━━━ Provided data ━━━
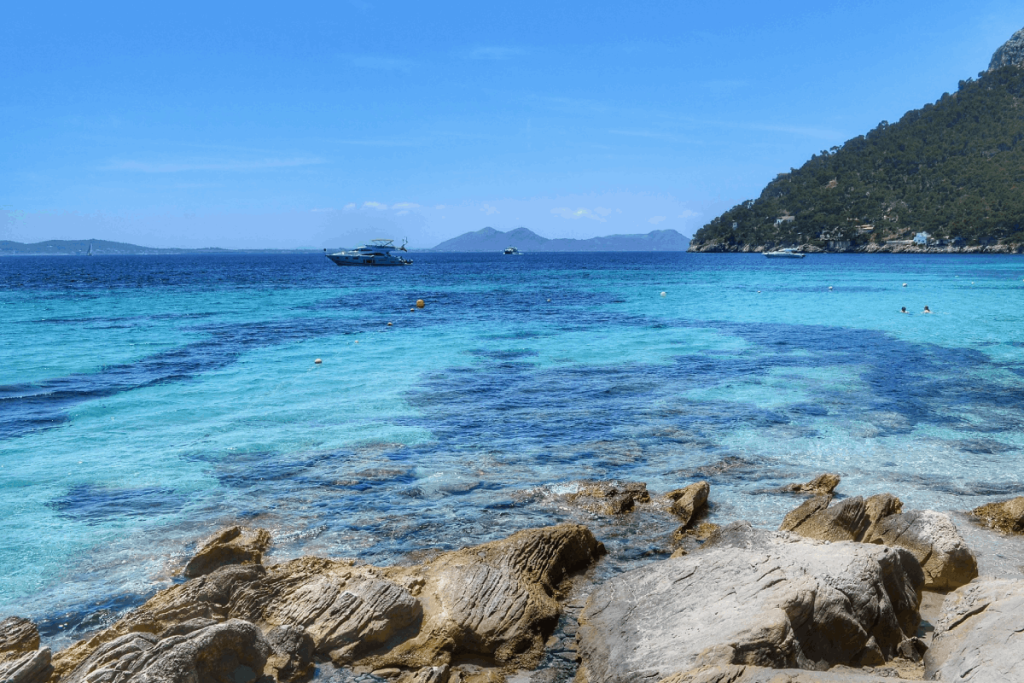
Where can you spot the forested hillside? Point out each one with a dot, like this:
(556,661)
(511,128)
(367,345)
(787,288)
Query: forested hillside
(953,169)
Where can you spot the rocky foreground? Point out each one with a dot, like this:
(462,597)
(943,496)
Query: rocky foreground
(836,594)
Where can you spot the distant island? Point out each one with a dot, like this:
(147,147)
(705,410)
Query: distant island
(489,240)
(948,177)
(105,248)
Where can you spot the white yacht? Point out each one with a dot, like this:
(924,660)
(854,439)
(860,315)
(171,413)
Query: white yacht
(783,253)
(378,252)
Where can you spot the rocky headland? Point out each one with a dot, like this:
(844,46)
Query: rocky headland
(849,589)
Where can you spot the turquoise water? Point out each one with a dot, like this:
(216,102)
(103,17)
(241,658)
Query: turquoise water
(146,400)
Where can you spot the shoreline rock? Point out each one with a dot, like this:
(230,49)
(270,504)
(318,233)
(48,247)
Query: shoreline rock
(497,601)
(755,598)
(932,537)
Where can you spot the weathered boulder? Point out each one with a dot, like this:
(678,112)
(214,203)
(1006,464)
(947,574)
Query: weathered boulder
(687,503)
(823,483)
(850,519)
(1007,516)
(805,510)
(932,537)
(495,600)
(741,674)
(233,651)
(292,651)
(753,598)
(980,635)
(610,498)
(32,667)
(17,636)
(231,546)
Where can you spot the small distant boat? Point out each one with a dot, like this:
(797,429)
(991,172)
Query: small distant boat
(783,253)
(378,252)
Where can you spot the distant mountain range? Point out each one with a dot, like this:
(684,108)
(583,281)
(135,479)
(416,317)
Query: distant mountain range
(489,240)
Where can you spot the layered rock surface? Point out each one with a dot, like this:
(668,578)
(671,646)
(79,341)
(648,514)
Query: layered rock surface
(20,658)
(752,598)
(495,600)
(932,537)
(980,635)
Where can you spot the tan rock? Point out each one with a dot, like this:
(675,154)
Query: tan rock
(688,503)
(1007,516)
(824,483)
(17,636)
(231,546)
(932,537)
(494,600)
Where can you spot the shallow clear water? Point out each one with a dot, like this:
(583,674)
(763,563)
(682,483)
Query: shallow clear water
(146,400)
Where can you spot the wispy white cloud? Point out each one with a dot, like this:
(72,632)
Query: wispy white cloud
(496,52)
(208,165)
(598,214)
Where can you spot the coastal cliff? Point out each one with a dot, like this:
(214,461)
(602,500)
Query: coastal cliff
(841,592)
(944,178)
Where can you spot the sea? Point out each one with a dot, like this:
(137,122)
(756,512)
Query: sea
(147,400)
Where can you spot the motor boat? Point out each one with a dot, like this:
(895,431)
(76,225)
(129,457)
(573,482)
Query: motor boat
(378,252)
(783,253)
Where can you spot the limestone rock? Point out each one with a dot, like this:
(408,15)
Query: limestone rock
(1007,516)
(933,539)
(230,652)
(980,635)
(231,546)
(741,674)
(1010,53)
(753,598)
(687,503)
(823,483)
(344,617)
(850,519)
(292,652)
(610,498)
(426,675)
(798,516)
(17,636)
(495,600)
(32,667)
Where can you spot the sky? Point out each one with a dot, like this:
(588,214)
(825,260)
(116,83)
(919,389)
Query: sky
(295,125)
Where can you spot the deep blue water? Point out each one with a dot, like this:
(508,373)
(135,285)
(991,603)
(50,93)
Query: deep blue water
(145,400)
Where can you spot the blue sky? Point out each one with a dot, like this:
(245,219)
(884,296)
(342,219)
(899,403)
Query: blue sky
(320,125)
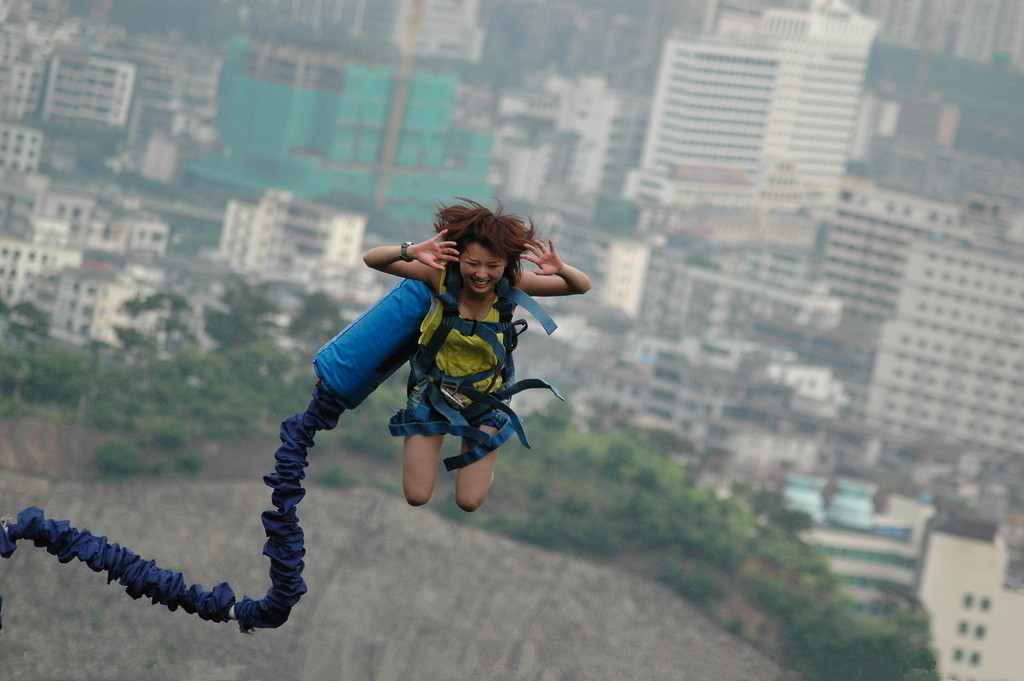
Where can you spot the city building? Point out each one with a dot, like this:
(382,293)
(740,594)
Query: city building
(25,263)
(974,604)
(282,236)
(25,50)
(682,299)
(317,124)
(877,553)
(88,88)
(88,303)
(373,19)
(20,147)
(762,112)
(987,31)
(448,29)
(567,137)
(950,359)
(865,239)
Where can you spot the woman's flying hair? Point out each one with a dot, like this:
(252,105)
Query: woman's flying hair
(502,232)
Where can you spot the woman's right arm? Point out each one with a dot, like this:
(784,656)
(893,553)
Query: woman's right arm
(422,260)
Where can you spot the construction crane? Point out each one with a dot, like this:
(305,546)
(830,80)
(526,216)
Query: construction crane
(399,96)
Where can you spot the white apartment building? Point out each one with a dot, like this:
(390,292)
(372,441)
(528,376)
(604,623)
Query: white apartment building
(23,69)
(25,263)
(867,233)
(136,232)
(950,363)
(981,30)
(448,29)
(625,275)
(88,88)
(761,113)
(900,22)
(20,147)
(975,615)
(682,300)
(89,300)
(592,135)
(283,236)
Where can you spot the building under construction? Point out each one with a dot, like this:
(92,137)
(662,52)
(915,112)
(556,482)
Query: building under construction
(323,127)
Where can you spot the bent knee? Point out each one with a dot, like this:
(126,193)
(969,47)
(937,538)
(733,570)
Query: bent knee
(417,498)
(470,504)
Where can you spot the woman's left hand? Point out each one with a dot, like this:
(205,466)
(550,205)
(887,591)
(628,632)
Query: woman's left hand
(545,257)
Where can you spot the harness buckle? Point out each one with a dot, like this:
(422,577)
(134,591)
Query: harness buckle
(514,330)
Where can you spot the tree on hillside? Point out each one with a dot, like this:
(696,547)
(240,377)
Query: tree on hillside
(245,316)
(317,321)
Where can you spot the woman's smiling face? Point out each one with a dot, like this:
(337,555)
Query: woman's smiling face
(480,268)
━━━
━━━ Provided data ━━━
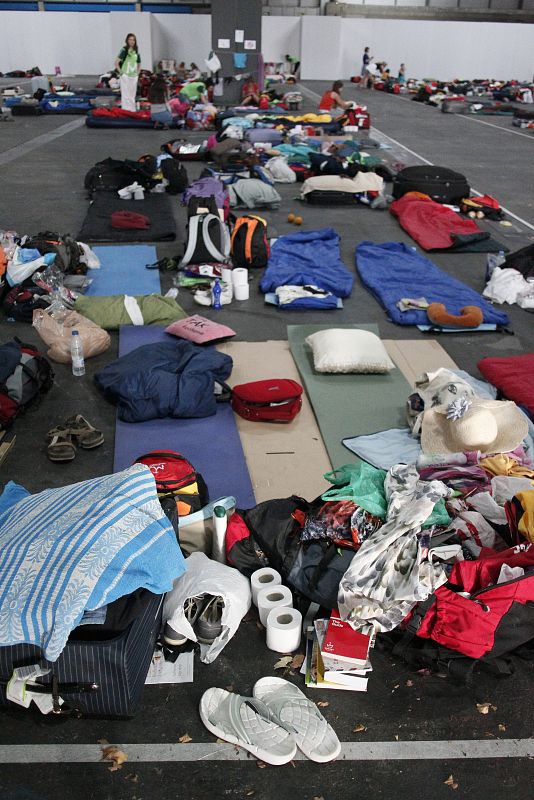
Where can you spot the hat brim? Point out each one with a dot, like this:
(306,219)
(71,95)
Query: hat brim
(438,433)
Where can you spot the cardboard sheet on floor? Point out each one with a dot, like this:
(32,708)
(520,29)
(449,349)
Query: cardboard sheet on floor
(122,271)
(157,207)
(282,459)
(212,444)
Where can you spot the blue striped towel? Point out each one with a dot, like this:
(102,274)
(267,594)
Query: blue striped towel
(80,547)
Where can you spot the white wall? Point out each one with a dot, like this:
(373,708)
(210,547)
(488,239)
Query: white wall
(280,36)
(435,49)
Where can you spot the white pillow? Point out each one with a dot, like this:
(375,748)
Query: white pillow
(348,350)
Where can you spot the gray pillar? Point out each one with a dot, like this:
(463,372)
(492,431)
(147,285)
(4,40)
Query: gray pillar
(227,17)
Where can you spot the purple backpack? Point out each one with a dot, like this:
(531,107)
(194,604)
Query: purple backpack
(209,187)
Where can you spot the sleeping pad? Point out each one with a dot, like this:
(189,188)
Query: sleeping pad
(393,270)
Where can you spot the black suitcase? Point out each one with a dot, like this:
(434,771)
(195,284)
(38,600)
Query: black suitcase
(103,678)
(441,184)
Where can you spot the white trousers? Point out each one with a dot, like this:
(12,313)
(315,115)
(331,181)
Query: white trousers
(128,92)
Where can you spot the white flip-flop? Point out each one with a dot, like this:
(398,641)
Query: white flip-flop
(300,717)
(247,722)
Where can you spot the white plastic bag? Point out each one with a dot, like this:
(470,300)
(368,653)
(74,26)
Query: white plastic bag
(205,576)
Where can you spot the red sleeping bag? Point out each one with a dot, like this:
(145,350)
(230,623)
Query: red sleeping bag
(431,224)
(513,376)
━━━
━━━ Provided data ━━━
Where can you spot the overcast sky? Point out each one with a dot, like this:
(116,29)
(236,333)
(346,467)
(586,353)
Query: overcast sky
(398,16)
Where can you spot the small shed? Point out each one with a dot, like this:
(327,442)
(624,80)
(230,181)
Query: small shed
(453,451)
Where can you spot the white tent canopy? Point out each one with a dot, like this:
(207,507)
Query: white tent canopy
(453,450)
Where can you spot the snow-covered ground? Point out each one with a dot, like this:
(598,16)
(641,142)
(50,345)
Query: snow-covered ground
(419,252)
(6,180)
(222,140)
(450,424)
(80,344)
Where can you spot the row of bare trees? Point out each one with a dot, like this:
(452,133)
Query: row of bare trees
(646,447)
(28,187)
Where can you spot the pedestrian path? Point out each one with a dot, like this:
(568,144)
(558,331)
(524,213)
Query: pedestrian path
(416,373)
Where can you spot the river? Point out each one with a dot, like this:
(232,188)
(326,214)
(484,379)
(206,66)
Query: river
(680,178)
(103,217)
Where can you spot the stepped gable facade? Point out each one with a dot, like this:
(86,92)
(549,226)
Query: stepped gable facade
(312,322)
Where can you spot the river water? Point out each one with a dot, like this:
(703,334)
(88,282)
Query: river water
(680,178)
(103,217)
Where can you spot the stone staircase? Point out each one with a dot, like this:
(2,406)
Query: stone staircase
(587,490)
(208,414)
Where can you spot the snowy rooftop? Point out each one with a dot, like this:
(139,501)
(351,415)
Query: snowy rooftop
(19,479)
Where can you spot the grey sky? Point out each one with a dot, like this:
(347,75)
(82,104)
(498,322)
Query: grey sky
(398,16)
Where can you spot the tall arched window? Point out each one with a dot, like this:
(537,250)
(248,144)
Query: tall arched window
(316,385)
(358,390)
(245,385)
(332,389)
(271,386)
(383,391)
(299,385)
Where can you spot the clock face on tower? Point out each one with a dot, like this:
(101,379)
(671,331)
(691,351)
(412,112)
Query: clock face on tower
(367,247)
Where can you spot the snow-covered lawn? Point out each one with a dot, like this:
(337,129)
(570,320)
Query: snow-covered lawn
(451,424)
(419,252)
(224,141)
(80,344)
━━━
## Problem statement
Pick out each line in the records that contains the word "pillow" and copy those lines.

## Final answer
Where can you spot the white pillow? Point out each one with a dot, like this:
Query: white pillow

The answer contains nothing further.